● Source information:
- - -

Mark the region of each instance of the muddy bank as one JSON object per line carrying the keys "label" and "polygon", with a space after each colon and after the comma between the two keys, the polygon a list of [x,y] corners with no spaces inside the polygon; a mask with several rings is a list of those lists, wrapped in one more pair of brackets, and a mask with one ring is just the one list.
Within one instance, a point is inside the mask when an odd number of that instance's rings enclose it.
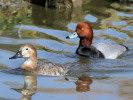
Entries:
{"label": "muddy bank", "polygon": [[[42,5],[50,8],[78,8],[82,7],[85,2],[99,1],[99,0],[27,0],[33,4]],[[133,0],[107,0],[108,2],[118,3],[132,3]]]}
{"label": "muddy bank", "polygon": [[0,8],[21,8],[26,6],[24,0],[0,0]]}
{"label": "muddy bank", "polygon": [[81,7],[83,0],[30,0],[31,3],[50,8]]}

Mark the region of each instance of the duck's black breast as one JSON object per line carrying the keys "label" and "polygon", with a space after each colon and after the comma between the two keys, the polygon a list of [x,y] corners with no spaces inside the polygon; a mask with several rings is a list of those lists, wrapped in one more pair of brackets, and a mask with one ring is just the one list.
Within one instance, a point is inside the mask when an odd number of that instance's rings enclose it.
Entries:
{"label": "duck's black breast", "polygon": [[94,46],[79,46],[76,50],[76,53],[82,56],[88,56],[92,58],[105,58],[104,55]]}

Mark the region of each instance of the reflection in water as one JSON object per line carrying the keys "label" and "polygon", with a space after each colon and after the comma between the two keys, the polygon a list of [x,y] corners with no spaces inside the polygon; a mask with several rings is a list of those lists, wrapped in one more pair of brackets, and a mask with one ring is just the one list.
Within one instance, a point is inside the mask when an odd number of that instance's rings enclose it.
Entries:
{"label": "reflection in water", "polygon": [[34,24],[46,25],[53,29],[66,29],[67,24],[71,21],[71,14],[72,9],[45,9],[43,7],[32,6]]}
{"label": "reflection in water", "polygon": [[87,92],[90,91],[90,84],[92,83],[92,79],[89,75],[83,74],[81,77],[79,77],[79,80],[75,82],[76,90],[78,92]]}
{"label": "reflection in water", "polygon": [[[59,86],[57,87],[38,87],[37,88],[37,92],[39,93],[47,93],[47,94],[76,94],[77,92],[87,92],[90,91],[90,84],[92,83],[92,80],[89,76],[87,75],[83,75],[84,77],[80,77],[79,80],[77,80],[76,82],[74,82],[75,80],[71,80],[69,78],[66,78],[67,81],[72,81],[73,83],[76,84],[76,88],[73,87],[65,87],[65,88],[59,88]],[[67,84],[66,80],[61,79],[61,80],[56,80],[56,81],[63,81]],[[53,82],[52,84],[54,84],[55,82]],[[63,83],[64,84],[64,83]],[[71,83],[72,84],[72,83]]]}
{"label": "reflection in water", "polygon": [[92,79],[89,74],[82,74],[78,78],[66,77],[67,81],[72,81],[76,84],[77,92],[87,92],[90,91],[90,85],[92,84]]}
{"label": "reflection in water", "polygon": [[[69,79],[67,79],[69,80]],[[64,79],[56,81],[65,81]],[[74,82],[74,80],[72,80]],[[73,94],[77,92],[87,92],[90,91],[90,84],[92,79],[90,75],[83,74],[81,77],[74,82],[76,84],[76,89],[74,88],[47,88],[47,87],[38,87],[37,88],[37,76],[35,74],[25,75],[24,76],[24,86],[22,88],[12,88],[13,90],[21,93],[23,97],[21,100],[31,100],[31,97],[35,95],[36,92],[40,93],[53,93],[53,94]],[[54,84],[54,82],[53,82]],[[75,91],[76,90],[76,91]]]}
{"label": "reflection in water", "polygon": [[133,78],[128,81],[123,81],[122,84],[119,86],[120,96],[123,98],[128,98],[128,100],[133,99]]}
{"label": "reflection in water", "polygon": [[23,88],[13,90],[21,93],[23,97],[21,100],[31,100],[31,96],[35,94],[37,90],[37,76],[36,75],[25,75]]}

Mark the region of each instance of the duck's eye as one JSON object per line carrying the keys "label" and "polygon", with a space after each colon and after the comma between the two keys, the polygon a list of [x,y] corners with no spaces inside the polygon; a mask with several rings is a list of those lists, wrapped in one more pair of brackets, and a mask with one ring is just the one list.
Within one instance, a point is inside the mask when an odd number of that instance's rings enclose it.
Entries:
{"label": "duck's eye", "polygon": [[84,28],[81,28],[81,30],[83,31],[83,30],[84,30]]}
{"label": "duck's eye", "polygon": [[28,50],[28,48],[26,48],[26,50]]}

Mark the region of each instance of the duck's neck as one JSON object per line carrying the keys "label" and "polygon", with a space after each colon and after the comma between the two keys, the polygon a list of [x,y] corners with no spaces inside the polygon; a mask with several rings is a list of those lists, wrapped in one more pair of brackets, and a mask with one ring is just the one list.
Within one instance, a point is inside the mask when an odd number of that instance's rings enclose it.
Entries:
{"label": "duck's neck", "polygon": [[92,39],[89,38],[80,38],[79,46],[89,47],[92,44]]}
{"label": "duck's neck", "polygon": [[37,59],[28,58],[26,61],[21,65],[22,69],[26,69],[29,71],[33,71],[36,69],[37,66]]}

- - -

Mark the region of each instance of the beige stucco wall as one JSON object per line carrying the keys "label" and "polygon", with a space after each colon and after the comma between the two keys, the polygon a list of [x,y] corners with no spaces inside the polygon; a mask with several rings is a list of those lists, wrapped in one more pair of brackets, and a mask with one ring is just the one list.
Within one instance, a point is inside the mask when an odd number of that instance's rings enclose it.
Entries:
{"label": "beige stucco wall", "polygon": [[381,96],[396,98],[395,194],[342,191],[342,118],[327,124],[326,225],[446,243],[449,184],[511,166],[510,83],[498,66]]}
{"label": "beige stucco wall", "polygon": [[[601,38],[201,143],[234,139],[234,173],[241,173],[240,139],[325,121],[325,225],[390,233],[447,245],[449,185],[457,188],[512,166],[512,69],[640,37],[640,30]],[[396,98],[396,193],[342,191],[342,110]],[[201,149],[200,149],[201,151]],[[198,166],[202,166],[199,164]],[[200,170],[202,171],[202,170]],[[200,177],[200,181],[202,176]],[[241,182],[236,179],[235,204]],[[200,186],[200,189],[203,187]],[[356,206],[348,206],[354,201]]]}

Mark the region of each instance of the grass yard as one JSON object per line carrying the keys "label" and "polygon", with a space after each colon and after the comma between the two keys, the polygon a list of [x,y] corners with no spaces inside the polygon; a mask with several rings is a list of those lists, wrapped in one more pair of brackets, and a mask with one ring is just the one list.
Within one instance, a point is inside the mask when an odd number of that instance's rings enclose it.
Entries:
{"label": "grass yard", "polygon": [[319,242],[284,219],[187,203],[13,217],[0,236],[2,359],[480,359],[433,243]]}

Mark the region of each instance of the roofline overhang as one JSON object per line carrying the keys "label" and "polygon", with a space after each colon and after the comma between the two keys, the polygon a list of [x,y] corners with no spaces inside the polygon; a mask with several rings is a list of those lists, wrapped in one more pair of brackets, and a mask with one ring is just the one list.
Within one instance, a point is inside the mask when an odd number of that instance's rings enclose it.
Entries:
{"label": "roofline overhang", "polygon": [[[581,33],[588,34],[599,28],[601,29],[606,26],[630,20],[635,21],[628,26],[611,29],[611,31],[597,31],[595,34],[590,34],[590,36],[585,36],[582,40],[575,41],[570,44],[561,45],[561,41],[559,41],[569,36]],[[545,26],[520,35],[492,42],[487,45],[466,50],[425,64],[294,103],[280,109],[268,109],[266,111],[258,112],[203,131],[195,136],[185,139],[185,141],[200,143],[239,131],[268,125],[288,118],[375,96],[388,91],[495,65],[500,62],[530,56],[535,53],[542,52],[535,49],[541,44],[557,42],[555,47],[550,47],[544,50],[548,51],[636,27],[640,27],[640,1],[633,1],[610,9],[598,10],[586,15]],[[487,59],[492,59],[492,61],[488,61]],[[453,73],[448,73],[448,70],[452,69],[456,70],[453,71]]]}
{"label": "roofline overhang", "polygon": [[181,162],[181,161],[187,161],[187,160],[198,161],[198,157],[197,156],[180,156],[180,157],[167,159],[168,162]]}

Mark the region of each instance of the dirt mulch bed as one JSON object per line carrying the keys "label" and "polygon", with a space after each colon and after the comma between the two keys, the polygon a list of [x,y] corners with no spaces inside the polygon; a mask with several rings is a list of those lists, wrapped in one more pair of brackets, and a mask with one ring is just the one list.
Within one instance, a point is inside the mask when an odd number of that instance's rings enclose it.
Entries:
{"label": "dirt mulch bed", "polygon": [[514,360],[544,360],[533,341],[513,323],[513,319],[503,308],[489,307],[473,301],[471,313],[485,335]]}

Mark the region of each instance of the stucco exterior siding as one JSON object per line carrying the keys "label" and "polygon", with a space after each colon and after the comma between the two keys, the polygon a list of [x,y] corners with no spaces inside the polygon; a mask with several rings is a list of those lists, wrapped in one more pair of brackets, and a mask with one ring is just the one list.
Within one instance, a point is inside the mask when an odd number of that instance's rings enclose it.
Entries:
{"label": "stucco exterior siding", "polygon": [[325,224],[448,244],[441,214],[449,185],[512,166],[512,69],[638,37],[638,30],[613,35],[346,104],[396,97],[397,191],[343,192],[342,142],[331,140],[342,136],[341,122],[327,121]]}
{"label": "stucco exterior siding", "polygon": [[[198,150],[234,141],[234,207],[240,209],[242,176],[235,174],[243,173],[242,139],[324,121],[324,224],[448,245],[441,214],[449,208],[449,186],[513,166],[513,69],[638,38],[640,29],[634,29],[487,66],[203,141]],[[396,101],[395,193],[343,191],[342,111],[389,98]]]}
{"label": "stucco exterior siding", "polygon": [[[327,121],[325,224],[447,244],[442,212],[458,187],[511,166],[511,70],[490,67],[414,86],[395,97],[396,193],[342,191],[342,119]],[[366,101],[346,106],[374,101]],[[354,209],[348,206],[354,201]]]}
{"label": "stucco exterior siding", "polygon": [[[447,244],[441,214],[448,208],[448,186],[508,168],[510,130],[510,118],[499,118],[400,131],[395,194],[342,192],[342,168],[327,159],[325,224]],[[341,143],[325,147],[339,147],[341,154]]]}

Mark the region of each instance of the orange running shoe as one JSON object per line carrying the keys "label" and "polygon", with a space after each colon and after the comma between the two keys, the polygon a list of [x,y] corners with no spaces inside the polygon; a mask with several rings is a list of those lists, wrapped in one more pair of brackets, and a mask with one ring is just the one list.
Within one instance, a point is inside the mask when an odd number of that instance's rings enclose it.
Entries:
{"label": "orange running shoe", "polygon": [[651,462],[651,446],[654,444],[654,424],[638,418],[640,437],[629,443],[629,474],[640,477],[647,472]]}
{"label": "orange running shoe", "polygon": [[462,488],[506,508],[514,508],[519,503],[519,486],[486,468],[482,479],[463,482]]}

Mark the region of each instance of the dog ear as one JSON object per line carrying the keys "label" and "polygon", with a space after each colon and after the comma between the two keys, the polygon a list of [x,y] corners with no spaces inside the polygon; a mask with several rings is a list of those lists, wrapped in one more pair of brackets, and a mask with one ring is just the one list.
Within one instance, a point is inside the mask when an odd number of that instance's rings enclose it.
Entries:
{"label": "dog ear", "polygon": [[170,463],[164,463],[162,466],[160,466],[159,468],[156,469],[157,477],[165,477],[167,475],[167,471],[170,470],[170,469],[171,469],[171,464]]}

- - -

Only one stretch of the entries above is wanted: the lines from the one containing "Mark the region of each instance of the dirt" through the one containing "Mark the region of each instance of the stucco". Please reproduce it exactly.

Mark the region of each instance of the dirt mulch bed as one JSON object per line carrying the keys "label" and "polygon", with a space after each colon and after the comma between the two keys, the polygon a list of [x,y] corners with no spaces inside the polygon; a mask with several rings is a list of those lists, wrapped in one more pair of brackets, and a mask with one ring is just the one list.
Within one instance, a point is inside the mask when an odd number of that instance's rings enclose it.
Entries:
{"label": "dirt mulch bed", "polygon": [[514,360],[544,360],[533,341],[513,323],[513,319],[503,308],[489,307],[473,301],[471,313],[485,335]]}

Mark the region of each instance of the stucco exterior siding as one JSON object per line carrying the keys "label" and "polygon", with a space after each colon and after the comma between the two keys, the polygon a list of [x,y] corners with no spaces inside the polygon; a mask with several rings is a list of those lists, wrapped in one more pair of brackets, and a mask with one ring is just the one list.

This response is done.